Task to carry out:
Would you copy exactly the lines in the data below from the one that has "Target: upright flower spike" through the one that has "[point] gymnasium wooden", dropping any pictures?

[Source records]
* * * * * * * * *
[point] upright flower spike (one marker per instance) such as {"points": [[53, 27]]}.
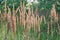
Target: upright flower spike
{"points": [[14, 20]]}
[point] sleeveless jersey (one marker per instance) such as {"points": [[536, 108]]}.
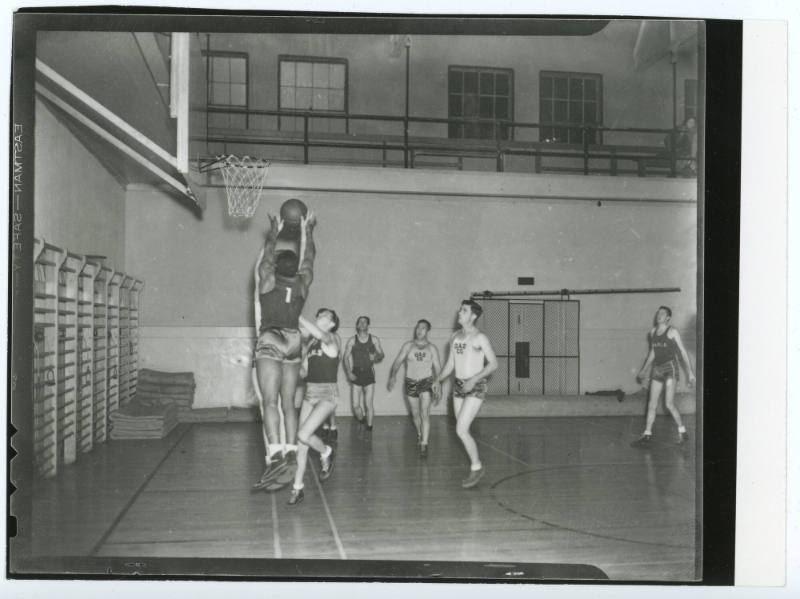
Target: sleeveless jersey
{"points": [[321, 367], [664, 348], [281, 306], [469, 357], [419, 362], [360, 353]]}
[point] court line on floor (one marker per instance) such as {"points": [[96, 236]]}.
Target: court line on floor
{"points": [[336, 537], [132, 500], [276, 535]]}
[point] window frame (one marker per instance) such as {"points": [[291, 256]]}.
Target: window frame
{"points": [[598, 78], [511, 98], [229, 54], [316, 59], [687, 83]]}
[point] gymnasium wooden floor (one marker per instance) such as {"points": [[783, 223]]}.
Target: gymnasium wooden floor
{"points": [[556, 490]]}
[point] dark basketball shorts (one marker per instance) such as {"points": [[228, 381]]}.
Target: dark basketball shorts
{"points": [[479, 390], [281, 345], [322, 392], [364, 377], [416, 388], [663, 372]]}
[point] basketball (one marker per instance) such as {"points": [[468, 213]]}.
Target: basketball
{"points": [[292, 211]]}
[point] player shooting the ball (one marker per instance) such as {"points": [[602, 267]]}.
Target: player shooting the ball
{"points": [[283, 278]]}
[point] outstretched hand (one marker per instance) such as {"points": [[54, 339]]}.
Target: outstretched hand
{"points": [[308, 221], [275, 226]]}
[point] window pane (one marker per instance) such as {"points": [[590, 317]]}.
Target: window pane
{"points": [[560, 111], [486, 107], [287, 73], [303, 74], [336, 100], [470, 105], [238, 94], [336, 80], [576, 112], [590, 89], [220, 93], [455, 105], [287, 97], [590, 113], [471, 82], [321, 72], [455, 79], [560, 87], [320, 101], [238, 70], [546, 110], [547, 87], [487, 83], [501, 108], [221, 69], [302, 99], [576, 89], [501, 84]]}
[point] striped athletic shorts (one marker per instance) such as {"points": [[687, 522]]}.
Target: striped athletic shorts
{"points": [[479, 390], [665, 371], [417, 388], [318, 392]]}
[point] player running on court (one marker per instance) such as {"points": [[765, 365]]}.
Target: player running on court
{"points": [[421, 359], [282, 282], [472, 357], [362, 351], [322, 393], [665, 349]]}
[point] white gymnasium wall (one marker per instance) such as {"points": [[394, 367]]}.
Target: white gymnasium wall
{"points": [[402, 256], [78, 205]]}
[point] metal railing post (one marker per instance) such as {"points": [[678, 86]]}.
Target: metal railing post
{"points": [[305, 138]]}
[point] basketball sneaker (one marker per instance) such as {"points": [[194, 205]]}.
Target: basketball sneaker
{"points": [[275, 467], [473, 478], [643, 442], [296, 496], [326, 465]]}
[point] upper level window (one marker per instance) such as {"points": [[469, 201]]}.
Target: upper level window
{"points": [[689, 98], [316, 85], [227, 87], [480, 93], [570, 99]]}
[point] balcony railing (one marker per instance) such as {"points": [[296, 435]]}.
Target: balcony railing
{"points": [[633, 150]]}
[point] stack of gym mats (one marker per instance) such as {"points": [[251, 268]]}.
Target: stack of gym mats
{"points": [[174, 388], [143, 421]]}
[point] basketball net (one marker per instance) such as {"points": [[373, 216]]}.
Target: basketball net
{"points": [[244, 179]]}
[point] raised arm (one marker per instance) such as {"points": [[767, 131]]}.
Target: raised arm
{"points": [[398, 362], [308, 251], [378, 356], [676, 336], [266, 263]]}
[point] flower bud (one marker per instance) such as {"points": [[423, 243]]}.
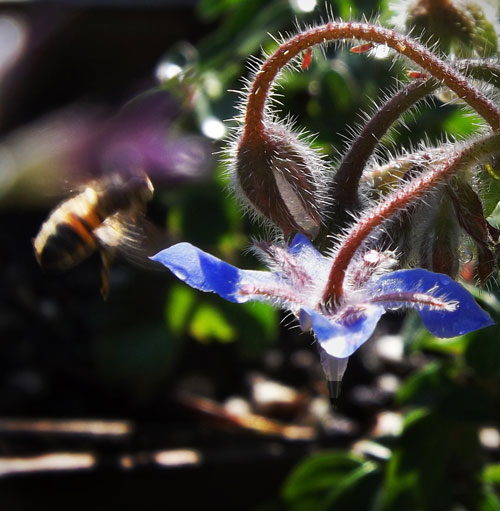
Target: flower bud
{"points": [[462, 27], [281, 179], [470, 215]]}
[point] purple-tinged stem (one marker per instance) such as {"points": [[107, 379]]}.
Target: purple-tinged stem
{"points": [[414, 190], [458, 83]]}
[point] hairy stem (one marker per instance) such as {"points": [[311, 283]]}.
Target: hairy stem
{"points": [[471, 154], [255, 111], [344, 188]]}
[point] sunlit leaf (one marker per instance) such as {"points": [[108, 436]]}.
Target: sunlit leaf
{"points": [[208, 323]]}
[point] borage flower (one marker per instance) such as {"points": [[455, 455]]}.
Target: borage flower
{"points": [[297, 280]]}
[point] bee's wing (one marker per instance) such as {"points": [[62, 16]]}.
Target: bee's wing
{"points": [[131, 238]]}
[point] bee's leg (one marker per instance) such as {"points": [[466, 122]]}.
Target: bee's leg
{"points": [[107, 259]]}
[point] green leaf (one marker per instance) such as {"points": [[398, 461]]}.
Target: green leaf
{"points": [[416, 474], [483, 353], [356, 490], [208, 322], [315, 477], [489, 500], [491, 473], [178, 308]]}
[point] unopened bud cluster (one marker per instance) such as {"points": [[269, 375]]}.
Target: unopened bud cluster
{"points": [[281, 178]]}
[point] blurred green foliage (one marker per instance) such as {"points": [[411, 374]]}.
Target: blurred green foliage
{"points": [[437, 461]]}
* * * * * * * * *
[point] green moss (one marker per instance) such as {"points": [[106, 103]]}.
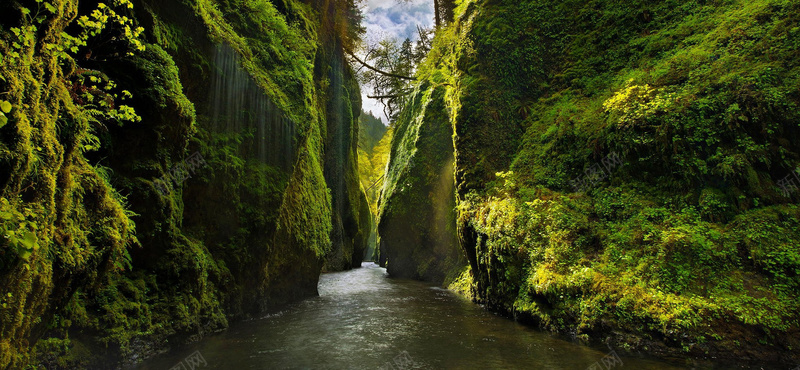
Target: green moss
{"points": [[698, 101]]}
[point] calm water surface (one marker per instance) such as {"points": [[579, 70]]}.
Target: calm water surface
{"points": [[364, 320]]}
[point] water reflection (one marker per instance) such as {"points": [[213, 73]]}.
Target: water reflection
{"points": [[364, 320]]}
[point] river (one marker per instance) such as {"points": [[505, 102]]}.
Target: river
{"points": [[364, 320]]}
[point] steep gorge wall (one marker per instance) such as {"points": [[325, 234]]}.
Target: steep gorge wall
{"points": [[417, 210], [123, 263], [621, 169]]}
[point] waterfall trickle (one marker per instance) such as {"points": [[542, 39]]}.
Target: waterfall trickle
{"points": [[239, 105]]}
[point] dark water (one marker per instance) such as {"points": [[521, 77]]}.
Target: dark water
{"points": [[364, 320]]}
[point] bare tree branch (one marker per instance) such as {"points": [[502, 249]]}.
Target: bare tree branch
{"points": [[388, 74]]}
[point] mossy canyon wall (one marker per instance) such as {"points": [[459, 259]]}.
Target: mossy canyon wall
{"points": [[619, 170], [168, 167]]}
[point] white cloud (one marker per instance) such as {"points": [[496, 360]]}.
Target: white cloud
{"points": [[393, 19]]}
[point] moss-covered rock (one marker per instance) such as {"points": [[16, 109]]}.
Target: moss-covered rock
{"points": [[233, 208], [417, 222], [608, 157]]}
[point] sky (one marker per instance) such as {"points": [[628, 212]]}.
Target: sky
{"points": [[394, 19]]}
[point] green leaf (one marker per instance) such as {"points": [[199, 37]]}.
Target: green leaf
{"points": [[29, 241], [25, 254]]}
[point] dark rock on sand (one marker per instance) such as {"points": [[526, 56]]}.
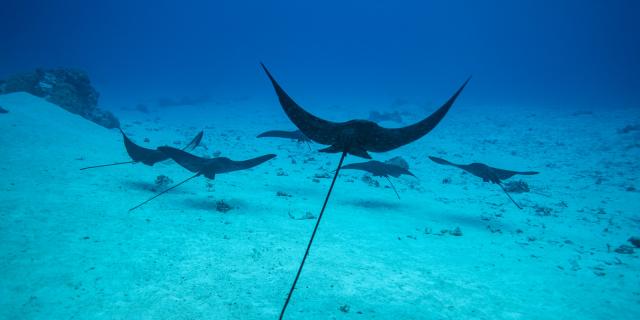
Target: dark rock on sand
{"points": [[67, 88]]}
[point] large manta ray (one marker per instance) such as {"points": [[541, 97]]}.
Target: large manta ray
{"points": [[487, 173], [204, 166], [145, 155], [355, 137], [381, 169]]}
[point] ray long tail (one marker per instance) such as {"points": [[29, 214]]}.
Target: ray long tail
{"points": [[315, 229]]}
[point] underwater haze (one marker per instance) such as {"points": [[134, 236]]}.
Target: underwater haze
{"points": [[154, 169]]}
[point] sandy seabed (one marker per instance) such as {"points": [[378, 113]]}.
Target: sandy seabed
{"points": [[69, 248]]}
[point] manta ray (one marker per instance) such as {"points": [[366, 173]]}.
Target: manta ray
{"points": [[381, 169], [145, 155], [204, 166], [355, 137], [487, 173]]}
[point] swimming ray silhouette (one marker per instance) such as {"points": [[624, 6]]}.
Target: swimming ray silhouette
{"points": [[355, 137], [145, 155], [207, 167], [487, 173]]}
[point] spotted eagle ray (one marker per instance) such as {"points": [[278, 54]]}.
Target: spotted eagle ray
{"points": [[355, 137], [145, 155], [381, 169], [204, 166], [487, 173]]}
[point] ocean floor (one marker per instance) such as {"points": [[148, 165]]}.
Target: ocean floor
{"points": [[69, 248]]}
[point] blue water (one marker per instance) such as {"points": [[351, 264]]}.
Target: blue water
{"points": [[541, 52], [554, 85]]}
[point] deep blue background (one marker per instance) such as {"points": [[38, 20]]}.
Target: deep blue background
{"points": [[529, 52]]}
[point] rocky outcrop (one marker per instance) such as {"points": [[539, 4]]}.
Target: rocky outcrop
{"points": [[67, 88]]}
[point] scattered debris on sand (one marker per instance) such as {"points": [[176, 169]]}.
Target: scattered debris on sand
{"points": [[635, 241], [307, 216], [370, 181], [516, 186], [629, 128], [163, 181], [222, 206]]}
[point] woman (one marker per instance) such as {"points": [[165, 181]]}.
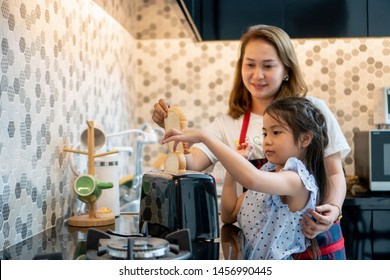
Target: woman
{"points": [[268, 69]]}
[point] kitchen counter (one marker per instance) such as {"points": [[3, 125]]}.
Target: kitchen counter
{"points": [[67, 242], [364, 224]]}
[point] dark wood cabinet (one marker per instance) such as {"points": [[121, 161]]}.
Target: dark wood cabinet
* * * * * * * * *
Task result:
Target: upright flower spike
{"points": [[14, 20]]}
[point] sleeveless jersey (one marker per instance) such as {"points": [[536, 108]]}.
Target: sleeveless jersey
{"points": [[321, 367], [664, 348], [281, 306], [469, 357], [419, 362], [360, 353]]}
[point] court line on floor (one marker per instance) such as {"points": [[96, 236]]}.
Target: court line on floor
{"points": [[336, 537], [132, 500], [276, 535]]}
[point] window frame (one marker per instance) such as {"points": [[291, 256]]}.
Target: window frame
{"points": [[598, 78], [511, 98], [229, 54], [316, 59], [687, 83]]}
[point] gymnasium wooden floor (one marker per instance) such as {"points": [[783, 223]]}.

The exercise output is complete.